▸ **Task instructions**:
When you write out the listing, keep every word as it stands and drop the pictures.
Start of Block
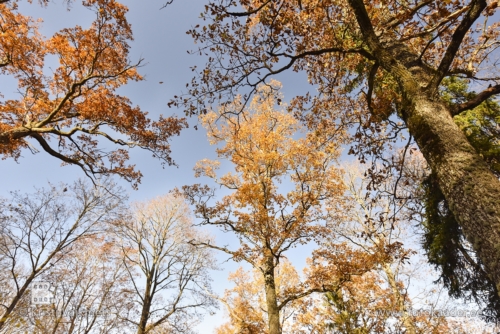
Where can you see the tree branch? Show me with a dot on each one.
(253, 11)
(476, 7)
(480, 98)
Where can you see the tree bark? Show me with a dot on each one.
(273, 312)
(468, 185)
(470, 188)
(146, 306)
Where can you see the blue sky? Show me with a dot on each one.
(161, 39)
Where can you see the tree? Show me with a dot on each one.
(92, 291)
(261, 143)
(246, 302)
(40, 228)
(68, 113)
(379, 68)
(169, 275)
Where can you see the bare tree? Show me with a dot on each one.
(39, 229)
(92, 291)
(173, 276)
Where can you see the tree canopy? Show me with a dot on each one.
(380, 69)
(70, 111)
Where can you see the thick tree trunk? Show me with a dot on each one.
(470, 188)
(273, 312)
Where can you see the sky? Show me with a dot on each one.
(160, 38)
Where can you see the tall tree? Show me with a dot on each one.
(69, 112)
(40, 228)
(92, 292)
(261, 142)
(374, 63)
(169, 275)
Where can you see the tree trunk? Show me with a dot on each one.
(405, 317)
(273, 312)
(468, 185)
(470, 188)
(146, 306)
(15, 301)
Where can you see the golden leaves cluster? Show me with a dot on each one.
(76, 107)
End of Block
▸ **Answer area**:
Where can you see the tree branch? Show me with a dot on each one.
(253, 11)
(476, 7)
(480, 98)
Where can you see the tree bark? Show me with a dot on each one.
(273, 312)
(468, 185)
(470, 188)
(146, 306)
Where can you see the blue sky? Show me with a dot on each one.
(161, 39)
Where can you see the tree? Show me with a dot on each one.
(92, 291)
(261, 143)
(246, 302)
(40, 228)
(68, 113)
(379, 68)
(169, 275)
Where can you see the bare tree? Show me with a dot on each one.
(39, 229)
(92, 291)
(173, 276)
Where can you see the tree canopy? Show me with a dot on each one.
(380, 69)
(70, 111)
Where can you see the thick tree trunk? Show me with a dot on each one.
(470, 188)
(273, 312)
Where can you see the sky? Show me with a dot on each one.
(160, 38)
Where can you see the tall tree? Show me with a dot on each one.
(69, 112)
(40, 228)
(92, 292)
(261, 142)
(374, 63)
(169, 275)
Where can you see the tree trunk? Show me with a dot on each one.
(405, 317)
(273, 312)
(468, 185)
(470, 188)
(146, 306)
(15, 301)
Where can you see the golden leaves cluster? Show me with a dot on each one.
(76, 107)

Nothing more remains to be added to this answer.